## TASK DIRECTIONS:
Write out the whole listing again, exactly as given.

(Pointing dataset records)
## start
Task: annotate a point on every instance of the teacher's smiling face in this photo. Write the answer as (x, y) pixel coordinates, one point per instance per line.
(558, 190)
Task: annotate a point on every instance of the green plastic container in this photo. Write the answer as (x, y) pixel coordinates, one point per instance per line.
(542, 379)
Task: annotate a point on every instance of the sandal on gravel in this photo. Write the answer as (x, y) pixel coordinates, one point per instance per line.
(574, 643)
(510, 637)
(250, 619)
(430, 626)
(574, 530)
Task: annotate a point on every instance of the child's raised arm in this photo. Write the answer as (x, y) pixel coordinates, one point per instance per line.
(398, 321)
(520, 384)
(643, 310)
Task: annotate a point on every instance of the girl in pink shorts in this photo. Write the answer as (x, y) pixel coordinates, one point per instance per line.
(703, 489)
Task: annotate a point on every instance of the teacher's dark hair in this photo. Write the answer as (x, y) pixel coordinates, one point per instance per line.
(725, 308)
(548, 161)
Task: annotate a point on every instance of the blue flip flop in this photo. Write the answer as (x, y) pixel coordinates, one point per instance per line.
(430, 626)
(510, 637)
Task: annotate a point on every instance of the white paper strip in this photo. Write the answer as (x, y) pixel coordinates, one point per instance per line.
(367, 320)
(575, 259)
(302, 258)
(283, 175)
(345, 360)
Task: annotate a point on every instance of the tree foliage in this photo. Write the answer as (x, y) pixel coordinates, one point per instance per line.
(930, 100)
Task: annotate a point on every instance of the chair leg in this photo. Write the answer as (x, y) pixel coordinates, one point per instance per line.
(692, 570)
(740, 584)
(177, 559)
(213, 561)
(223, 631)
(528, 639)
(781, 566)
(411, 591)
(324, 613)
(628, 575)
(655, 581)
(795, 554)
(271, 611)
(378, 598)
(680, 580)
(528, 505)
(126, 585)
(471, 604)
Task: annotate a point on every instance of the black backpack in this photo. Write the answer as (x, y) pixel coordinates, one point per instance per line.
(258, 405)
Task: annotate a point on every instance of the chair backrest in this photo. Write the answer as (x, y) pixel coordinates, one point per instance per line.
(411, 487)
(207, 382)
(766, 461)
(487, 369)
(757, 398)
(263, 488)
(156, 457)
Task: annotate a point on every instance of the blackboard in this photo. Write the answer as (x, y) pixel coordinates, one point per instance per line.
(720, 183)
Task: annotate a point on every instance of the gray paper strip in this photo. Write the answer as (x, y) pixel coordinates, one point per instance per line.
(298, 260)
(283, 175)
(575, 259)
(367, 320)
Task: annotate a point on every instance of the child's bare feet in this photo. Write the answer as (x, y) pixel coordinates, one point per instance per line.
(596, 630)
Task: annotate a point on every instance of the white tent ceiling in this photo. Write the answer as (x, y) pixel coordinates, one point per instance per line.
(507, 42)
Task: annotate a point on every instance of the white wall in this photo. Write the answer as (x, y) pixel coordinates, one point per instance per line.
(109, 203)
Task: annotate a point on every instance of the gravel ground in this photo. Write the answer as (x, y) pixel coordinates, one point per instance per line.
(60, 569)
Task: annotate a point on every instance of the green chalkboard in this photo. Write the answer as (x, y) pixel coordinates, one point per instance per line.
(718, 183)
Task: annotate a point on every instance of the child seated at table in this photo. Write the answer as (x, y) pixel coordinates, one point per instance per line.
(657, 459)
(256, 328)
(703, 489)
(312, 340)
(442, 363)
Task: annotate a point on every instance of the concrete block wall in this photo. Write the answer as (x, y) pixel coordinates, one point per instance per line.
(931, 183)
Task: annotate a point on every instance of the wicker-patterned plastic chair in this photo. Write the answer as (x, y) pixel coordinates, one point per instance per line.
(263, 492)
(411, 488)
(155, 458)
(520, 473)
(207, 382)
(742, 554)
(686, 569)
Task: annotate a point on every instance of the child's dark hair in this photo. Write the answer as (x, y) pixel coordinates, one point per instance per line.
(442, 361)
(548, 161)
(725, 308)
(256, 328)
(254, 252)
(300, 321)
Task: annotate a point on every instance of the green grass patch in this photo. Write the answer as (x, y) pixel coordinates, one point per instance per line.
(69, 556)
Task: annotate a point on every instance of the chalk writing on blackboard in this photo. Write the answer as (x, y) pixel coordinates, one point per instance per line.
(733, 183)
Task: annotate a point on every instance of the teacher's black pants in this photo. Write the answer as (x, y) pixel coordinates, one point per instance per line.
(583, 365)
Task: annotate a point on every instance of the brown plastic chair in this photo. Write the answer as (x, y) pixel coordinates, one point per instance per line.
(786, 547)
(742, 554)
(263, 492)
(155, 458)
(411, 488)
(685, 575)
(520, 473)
## end
## WRITTEN SOLUTION:
Task: annotate a point on every instance of the teacher's smiling face in this photo. Write the answer as (x, y) pixel coordinates, one point per instance per line.
(558, 190)
Task: annotate a point on every instance of the green plastic container in this photo. Write the answer as (x, y) pixel coordinates, one point per instance per line.
(542, 379)
Task: annotate a point on every instance of the sandal on gravel in this photo. Write the answer as (x, y) pixel coordinates, one point per instance per line.
(574, 643)
(510, 637)
(250, 619)
(430, 626)
(574, 530)
Task: annotate a point on every instance of the child's raised arm in this photo. Write the answer as (x, y) pixel coordinates, one point per instance per line.
(398, 321)
(520, 384)
(643, 310)
Task: annotate a point on every instance of the girl in pink shorts in this photo. Write the answer as (x, y) pixel coordinates, one point per instance per line.
(703, 489)
Task: annotate a point on every instance of the teacher's dark hair in this photo. Write the answer as (x, y) pixel coordinates, one point per instance per line.
(725, 308)
(548, 161)
Task: annotate a point on every instance of the blue flip flop in this photo. Write the answer as (x, y) pixel coordinates, one point per instance per line.
(430, 626)
(510, 637)
Task: annotate a point on every instance of the white paper strip in this photo. Write the answer as (x, y) pixel coordinates, one point per instance per line.
(367, 320)
(575, 259)
(302, 258)
(283, 175)
(345, 360)
Task: annotate a point on every instance of the tree foliage in this photo. Write the answer as (x, y) pixel coordinates, one point per instance per line.
(930, 100)
Task: annotate a point on every instance of the chair leg in this photo. Write the answer as (x, y) pixel coordinates, one point per instance per line.
(692, 570)
(740, 584)
(177, 559)
(213, 561)
(223, 631)
(528, 639)
(781, 566)
(411, 591)
(324, 613)
(628, 575)
(655, 581)
(795, 554)
(271, 611)
(378, 598)
(680, 580)
(528, 505)
(126, 585)
(471, 604)
Task: annotate a point on every instance of the black backpack in this photo. Write the answer as (x, y) pixel coordinates, one point per instance per line.
(258, 405)
Task: annotate a point on every instance of the chair backrest in this photo. Write the answer as (x, y) pixel coordinates, one point per instance per line.
(411, 487)
(207, 382)
(766, 461)
(487, 369)
(757, 398)
(263, 488)
(156, 457)
Task: annotate a point on every instance of the blackboard in this photo. Write the answer as (x, y) pixel coordinates, one point per instance per line.
(720, 183)
Task: annotate a point on every instance of the gray paper strip in this photo. Write the answer as (x, y) pixel coordinates, one point per instance per line.
(298, 260)
(283, 175)
(575, 259)
(367, 320)
Task: annotate a point on every instance of the child's bare feet in this photo. Write the answer as (x, y) pixel coordinates, one point per instance per line.
(596, 630)
Task: annotate a point on every instance of the white tent ceiling in this photo. Write the answer as (x, y) pixel coordinates, one point per instance per line.
(507, 42)
Task: annotate a point on every instance of the white wall in this photo. Write the answer as (x, y) pixel coordinates, one point per instance per line.
(109, 203)
Task: annotate a point on every instance of the gravel ground in this photo. Write the answer as (x, y) pixel coordinates, one point per instance per line.
(60, 569)
Task: annotate a point on every instance of the green chalkboard in this photo. Write the answer as (x, y) pixel coordinates, one point per instance per line.
(718, 183)
Task: annotate a point on every instance of the child seated at table in this photo. Write the answer as (x, y) pixel coordinates, one point per instance per line.
(657, 459)
(256, 328)
(703, 489)
(312, 340)
(442, 363)
Task: annotate a point on every instance of the concrete block wall in this photo. Write the answer as (x, y) pixel coordinates, one point per instance per line.
(931, 183)
Task: annotate a point on every instance of the wicker-patterned plastic chair in this photo. Write the answer as (x, y) pixel coordinates, one point per instance per line.
(263, 492)
(411, 488)
(155, 458)
(520, 473)
(207, 382)
(742, 554)
(686, 569)
Task: annotate a point on every instance of the child's dark hair in this photo. Write the answer as (x, y) pixel coordinates, one point per instance per line.
(442, 361)
(548, 161)
(725, 308)
(256, 328)
(254, 252)
(300, 321)
Task: annotate a point on every instance of the green grass patch in this photo. Write the answer as (x, y) pixel coordinates, one point per instance per line.
(69, 556)
Task: annotate a point on every instance of the chalk writing on blackboard in this photo. Write the answer as (x, y) pixel coordinates, one point per instance per line.
(733, 183)
Task: annotate a point on every instance of the teacher's black pants in this photo. Write the answer as (x, y) pixel coordinates, one point per instance per line.
(583, 365)
Task: annotate a point on every instance of the brown plastic chair in this photo. Write the answer as (x, y) pixel coordinates, one point per instance per line.
(786, 547)
(742, 554)
(263, 492)
(155, 458)
(411, 488)
(685, 575)
(520, 473)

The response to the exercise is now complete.